**What to produce**
Copy out the part of the listing that begins with the line containing "of the large" and ends with the line containing "M 68 67 L 62", including both of those lines. Leave out the pictures.

**Shape boundary listings**
------------------------------------------------------------------------
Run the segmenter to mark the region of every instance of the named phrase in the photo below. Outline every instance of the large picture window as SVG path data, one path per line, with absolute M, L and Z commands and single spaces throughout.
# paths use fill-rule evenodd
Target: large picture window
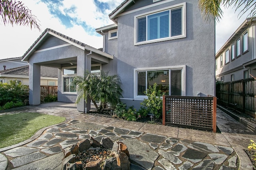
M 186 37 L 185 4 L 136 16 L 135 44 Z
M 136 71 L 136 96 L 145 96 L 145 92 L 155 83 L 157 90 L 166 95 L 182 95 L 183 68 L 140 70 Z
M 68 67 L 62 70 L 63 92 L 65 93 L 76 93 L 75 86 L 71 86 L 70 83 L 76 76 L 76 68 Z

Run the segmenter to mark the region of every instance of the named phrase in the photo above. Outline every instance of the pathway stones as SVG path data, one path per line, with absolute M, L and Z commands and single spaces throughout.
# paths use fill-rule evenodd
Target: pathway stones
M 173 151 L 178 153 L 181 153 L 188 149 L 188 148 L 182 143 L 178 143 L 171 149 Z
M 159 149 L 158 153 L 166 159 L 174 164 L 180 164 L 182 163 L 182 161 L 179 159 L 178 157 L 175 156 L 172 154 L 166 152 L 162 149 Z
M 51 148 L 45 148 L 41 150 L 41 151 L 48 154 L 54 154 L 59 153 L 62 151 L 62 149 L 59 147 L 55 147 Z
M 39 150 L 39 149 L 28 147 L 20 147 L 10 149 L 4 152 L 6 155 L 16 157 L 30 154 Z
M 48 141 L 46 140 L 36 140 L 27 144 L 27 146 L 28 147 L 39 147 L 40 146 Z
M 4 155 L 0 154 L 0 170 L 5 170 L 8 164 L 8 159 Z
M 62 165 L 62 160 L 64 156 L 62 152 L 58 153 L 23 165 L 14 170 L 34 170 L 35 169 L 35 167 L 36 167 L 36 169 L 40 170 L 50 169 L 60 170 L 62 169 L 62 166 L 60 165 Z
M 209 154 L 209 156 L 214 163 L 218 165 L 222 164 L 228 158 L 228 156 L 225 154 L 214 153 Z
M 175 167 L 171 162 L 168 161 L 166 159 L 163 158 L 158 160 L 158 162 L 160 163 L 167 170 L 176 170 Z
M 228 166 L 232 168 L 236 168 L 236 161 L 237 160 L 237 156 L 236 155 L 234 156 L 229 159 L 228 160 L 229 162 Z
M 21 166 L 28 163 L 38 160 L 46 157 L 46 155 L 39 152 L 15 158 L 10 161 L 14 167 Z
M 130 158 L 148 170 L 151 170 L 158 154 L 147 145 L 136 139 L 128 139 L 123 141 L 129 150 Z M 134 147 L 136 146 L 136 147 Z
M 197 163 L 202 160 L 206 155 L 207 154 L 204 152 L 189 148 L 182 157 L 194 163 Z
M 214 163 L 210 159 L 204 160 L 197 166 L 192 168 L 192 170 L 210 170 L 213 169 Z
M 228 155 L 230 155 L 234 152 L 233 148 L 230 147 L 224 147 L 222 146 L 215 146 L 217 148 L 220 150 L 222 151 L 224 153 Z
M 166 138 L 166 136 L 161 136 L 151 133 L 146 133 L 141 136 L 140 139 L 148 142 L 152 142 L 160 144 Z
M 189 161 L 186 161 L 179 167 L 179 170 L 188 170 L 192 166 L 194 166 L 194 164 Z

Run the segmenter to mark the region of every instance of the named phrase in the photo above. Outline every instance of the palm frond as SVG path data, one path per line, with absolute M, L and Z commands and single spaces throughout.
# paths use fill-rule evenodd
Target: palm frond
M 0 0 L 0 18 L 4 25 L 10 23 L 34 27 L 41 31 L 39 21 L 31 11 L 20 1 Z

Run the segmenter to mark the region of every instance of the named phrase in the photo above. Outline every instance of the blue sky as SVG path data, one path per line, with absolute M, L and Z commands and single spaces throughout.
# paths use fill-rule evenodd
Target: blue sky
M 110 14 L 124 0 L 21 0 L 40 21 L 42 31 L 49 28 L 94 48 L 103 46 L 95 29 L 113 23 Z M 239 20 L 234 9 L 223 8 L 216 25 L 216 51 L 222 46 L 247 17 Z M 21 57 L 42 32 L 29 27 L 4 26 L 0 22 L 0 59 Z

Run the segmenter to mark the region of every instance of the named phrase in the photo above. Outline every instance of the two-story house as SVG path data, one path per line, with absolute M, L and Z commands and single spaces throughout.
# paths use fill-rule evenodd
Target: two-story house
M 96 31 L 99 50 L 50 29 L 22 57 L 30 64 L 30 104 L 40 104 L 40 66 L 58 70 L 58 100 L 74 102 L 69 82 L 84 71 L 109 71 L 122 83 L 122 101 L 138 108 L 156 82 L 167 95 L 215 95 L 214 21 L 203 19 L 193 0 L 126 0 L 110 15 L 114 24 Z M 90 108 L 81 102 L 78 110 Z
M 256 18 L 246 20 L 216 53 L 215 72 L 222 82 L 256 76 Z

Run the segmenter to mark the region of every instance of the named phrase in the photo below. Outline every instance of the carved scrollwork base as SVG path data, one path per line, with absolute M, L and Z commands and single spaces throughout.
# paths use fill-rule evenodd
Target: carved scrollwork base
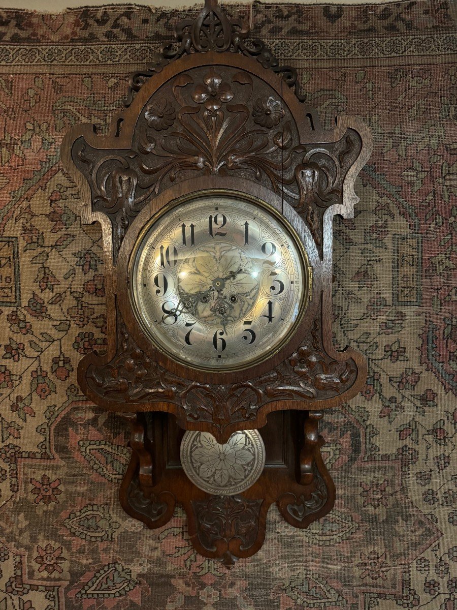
------------------------------------------------------------------------
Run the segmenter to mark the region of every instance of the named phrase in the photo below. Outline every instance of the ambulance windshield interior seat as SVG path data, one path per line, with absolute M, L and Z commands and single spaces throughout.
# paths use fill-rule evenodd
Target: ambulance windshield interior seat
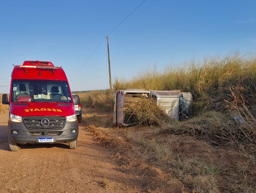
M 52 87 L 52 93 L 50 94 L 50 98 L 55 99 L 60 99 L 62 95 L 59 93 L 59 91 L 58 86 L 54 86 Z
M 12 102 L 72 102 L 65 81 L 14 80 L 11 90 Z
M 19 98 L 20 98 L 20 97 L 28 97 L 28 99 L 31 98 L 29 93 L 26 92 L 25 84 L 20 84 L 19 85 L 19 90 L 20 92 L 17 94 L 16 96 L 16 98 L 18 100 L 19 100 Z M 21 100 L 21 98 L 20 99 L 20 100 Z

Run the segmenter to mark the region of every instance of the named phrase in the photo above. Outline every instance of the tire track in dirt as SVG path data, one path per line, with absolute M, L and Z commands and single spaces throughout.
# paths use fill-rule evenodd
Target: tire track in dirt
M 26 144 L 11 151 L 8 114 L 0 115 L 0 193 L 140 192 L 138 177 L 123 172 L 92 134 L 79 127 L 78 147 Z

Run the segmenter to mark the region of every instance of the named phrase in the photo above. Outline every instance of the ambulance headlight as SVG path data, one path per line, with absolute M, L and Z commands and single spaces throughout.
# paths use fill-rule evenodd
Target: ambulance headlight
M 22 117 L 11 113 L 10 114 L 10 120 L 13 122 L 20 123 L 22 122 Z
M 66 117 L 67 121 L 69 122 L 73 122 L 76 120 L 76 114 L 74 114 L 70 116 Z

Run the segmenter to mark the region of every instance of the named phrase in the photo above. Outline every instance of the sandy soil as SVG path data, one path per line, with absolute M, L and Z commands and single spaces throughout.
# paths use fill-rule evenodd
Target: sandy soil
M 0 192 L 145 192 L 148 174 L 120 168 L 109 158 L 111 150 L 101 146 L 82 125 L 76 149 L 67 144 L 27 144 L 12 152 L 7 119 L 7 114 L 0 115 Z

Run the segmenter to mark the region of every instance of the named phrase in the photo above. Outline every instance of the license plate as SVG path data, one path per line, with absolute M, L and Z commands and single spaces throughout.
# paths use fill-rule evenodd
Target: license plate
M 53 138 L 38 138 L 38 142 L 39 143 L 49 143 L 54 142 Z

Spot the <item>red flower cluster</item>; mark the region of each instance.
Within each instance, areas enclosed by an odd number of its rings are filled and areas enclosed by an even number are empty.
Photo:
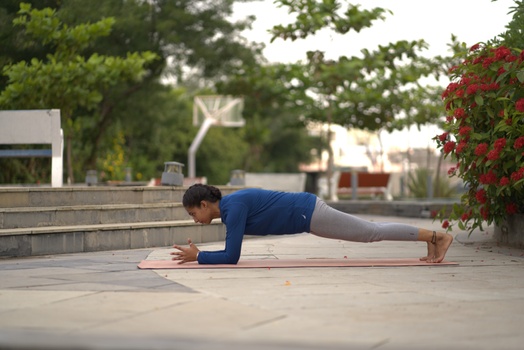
------------------------------------------------------------------------
**Solution for this problem**
Run the segmenter to mark the region of every instance of the named phrase in the photo below. Outline every instance of the large picture window as SVG path data, one path per line, with absolute M, L and Z commands and single spaces throughout.
# paths use fill-rule evenodd
Target: large picture window
M 186 37 L 185 4 L 136 16 L 135 44 Z
M 136 71 L 136 96 L 145 96 L 145 92 L 155 83 L 157 90 L 166 95 L 182 95 L 183 68 L 140 70 Z
M 68 67 L 62 70 L 63 92 L 65 93 L 76 93 L 75 86 L 71 86 L 70 83 L 76 76 L 76 68 Z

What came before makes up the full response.